(EXERCISE GOAL):
Your task is to write out every line of the data exactly. Drop the pictures.
******************************
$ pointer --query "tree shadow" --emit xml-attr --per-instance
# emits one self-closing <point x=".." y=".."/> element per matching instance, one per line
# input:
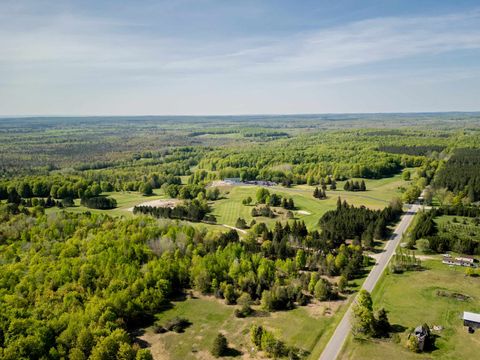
<point x="142" y="343"/>
<point x="432" y="344"/>
<point x="260" y="313"/>
<point x="231" y="352"/>
<point x="397" y="328"/>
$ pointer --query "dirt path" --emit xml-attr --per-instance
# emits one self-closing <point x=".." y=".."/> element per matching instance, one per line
<point x="234" y="228"/>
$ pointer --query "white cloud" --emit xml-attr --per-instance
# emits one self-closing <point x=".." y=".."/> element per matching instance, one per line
<point x="48" y="54"/>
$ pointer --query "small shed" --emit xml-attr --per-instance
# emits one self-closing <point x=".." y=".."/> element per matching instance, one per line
<point x="422" y="334"/>
<point x="471" y="320"/>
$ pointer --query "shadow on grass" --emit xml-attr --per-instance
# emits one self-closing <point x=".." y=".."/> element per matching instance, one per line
<point x="260" y="313"/>
<point x="397" y="328"/>
<point x="142" y="343"/>
<point x="231" y="352"/>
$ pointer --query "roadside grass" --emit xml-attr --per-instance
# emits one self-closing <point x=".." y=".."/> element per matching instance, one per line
<point x="411" y="300"/>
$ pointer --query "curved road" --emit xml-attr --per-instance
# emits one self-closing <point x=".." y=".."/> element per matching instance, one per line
<point x="338" y="338"/>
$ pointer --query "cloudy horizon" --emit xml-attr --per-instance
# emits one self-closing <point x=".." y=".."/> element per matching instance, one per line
<point x="212" y="57"/>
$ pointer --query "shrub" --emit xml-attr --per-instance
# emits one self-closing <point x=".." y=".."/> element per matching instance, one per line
<point x="219" y="346"/>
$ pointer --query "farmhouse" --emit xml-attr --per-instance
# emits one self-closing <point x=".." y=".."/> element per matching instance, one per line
<point x="471" y="320"/>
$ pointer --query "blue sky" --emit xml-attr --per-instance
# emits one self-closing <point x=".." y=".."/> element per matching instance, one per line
<point x="95" y="57"/>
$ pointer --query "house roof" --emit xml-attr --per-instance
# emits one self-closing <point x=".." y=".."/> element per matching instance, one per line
<point x="471" y="316"/>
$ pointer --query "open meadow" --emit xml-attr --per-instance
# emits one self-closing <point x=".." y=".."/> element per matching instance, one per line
<point x="426" y="296"/>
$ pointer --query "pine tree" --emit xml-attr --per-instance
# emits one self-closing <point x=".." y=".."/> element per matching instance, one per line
<point x="363" y="187"/>
<point x="219" y="346"/>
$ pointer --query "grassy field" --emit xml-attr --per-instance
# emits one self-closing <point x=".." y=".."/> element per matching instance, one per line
<point x="309" y="327"/>
<point x="306" y="327"/>
<point x="228" y="209"/>
<point x="125" y="201"/>
<point x="411" y="299"/>
<point x="378" y="194"/>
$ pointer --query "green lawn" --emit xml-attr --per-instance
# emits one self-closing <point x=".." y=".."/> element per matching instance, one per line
<point x="411" y="299"/>
<point x="125" y="201"/>
<point x="305" y="327"/>
<point x="379" y="193"/>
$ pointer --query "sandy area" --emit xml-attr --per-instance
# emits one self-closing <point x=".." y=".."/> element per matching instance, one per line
<point x="219" y="183"/>
<point x="171" y="203"/>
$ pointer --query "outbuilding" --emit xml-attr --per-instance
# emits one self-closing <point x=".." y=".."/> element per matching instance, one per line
<point x="471" y="320"/>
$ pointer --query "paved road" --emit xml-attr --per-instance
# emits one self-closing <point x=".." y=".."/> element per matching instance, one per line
<point x="338" y="338"/>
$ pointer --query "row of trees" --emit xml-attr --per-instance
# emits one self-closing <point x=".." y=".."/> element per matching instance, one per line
<point x="349" y="222"/>
<point x="427" y="235"/>
<point x="194" y="210"/>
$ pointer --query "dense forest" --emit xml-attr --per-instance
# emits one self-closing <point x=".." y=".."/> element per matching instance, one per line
<point x="461" y="173"/>
<point x="75" y="284"/>
<point x="459" y="237"/>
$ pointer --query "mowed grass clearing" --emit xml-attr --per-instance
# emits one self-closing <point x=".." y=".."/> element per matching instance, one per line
<point x="411" y="300"/>
<point x="125" y="201"/>
<point x="378" y="195"/>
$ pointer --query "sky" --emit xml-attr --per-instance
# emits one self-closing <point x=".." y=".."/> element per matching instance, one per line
<point x="139" y="57"/>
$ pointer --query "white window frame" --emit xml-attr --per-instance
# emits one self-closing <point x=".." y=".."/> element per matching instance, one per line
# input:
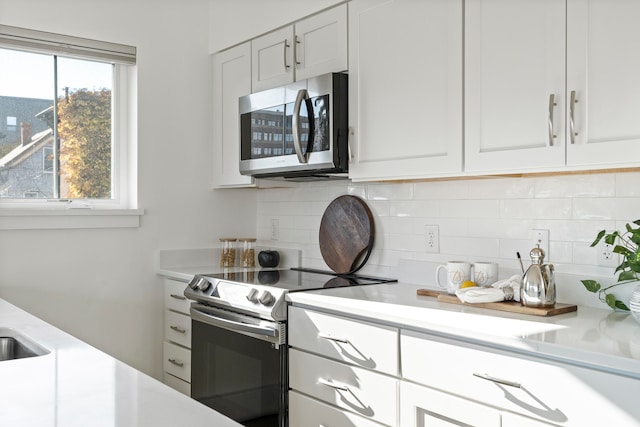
******************************
(SOLUTION TO THIS TASK):
$ pointer --query "tree shadow" --emit xml-attr --per-instance
# emits one self-closing <point x=".." y=".."/> element per matching instance, one per line
# input:
<point x="142" y="343"/>
<point x="432" y="344"/>
<point x="260" y="313"/>
<point x="231" y="352"/>
<point x="397" y="328"/>
$ pointer --query "dirt path" --emit xml-attr --per-instance
# emits one self-closing <point x=".." y=".."/> element per matching instance, one per line
<point x="234" y="228"/>
$ pointer --query "white cloud" --emit xml-attr --per-instance
# emits one self-closing <point x=".." y=".."/> element per matching instance, one per line
<point x="48" y="54"/>
$ pointer --query "small shed" --emit xml-attr --per-instance
# emits one self-closing <point x=".." y=".."/> element per matching instance, one per line
<point x="422" y="334"/>
<point x="471" y="320"/>
$ pointer --query "shadow on grass" --emit xml-attr --per-instance
# emits one self-closing <point x=".." y=".."/> element per matching instance, one per line
<point x="260" y="313"/>
<point x="397" y="328"/>
<point x="142" y="343"/>
<point x="231" y="352"/>
$ pointer --query "roadside grass" --emit xml-attr --per-instance
# emits one self-closing <point x=".." y=".."/> element per matching instance, one per line
<point x="411" y="300"/>
$ pointer --query "curved road" --emit xml-attr --per-instance
# emits one self-closing <point x=".." y=".."/> element per matching instance, one per line
<point x="338" y="338"/>
$ pointer --query "cloudy horizon" --emit xml-attr --per-instance
# emits one self-closing <point x=".." y=".."/> element per matching instance, one per line
<point x="212" y="57"/>
$ pointer --query "shrub" --emit xml-attr --per-instance
# emits one self-closing <point x=".." y=".."/> element per matching instance, one per line
<point x="219" y="346"/>
$ pointer --query "farmhouse" --emit xml-attr --per-instance
# emits one self-closing <point x=".." y=".."/> element per matching instance, one per line
<point x="471" y="320"/>
$ pointer --query "blue sky" --emit xml-attr --per-instance
# emits one self-closing <point x=".." y=".."/> element per matching instance, one per line
<point x="95" y="57"/>
$ pointer --query "house roof" --emit xml-attr --per-instance
# emits one self-closing <point x=".." y=".."/> element per matching instance, one per line
<point x="471" y="316"/>
$ pointer --query "open meadow" --emit xml-attr --per-instance
# emits one self-closing <point x=".." y=".."/> element per matching instance, one per line
<point x="426" y="296"/>
$ pointer --query "pine tree" --emit xml-attr --per-instance
# emits one self-closing <point x=".." y=".."/> element per matching instance, one per line
<point x="363" y="187"/>
<point x="219" y="346"/>
$ pointer --query "grassy field" --emit xml-attr --per-instance
# emits one self-closing <point x=".." y=".."/> element per matching instance, one per line
<point x="309" y="327"/>
<point x="306" y="327"/>
<point x="228" y="209"/>
<point x="125" y="201"/>
<point x="411" y="299"/>
<point x="378" y="194"/>
$ pointer --query "green lawn" --emit xml-attr --per-instance
# emits one self-closing <point x=".." y=".."/> element per matching instance, one per line
<point x="411" y="299"/>
<point x="125" y="201"/>
<point x="305" y="327"/>
<point x="379" y="193"/>
$ pointer --query "sandy area" --emit xml-attr --per-instance
# emits one self-closing <point x=".." y=".."/> element per matching instance, one per line
<point x="219" y="183"/>
<point x="171" y="203"/>
$ pointer --query "outbuilding" --emit xml-attr --per-instance
# emits one self-closing <point x=".." y=".."/> element per matching instance, one per line
<point x="471" y="320"/>
$ pointer --query "paved road" --emit xml-attr --per-instance
# emits one self-closing <point x=".." y=".."/> element per matching instance, one per line
<point x="338" y="338"/>
$ pointer --query "row of trees" --emit xml-attr --per-instance
# emits one self-closing <point x=".." y=".."/> element per matching instance, one per line
<point x="349" y="222"/>
<point x="427" y="235"/>
<point x="194" y="210"/>
$ pointer --query "dense forest" --emit xml-attr --per-instance
# emits one self-closing <point x=".." y=".."/> element per matching instance, one per line
<point x="461" y="173"/>
<point x="75" y="284"/>
<point x="459" y="237"/>
$ pointer --query "mowed grass clearing" --emit xml-attr --per-instance
# emits one self-closing <point x=".." y=".."/> element per matching instance, one per line
<point x="411" y="300"/>
<point x="125" y="201"/>
<point x="378" y="195"/>
$ pointer --query "sky" --emit xml-attr --per-instance
# emits one self-closing <point x=".." y=".."/> element per matching instance, one per line
<point x="139" y="57"/>
$ pointer --query "white window frame" --emit xml-attr --per-instance
# emits one self-closing <point x=".." y=".."/> element per matching instance, one per line
# input:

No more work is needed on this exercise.